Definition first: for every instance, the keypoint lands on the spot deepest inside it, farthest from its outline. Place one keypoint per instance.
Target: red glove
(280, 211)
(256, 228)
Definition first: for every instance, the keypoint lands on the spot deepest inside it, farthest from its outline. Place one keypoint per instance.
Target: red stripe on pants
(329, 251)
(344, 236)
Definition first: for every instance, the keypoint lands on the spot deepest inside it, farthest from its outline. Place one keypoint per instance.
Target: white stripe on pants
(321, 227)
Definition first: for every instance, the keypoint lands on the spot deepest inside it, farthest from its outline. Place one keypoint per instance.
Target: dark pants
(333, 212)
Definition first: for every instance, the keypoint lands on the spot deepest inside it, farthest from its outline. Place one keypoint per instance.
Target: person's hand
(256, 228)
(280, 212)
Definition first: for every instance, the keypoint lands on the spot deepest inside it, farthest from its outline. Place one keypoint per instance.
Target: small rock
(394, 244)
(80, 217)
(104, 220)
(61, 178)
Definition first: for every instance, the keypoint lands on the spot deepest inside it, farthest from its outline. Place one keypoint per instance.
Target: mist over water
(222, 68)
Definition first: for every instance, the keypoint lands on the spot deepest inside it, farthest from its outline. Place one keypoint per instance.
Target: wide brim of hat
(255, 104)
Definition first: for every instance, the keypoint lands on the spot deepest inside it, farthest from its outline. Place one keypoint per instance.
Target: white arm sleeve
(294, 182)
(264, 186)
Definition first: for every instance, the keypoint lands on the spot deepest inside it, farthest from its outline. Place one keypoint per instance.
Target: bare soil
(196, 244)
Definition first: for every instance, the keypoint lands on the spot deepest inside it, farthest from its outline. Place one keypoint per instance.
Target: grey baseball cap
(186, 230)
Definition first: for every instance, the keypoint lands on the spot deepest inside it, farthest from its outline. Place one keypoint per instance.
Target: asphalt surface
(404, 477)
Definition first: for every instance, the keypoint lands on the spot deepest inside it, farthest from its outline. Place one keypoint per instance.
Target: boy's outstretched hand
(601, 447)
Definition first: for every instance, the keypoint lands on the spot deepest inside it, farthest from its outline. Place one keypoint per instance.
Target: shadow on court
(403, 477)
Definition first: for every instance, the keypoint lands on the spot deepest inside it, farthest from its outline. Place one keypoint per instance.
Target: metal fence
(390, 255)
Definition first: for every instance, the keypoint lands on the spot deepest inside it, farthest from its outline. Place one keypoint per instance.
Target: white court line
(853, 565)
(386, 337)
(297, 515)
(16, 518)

○ ○ ○ ○

**INSTRUCTIONS TO FOLLOW**
Pull out every line of the data above that contains the word "court" and copy each one in full. Only an exact match in upper- and lowercase counts.

**EXERCISE RESPONSE**
Target: shadow on court
Target: white court line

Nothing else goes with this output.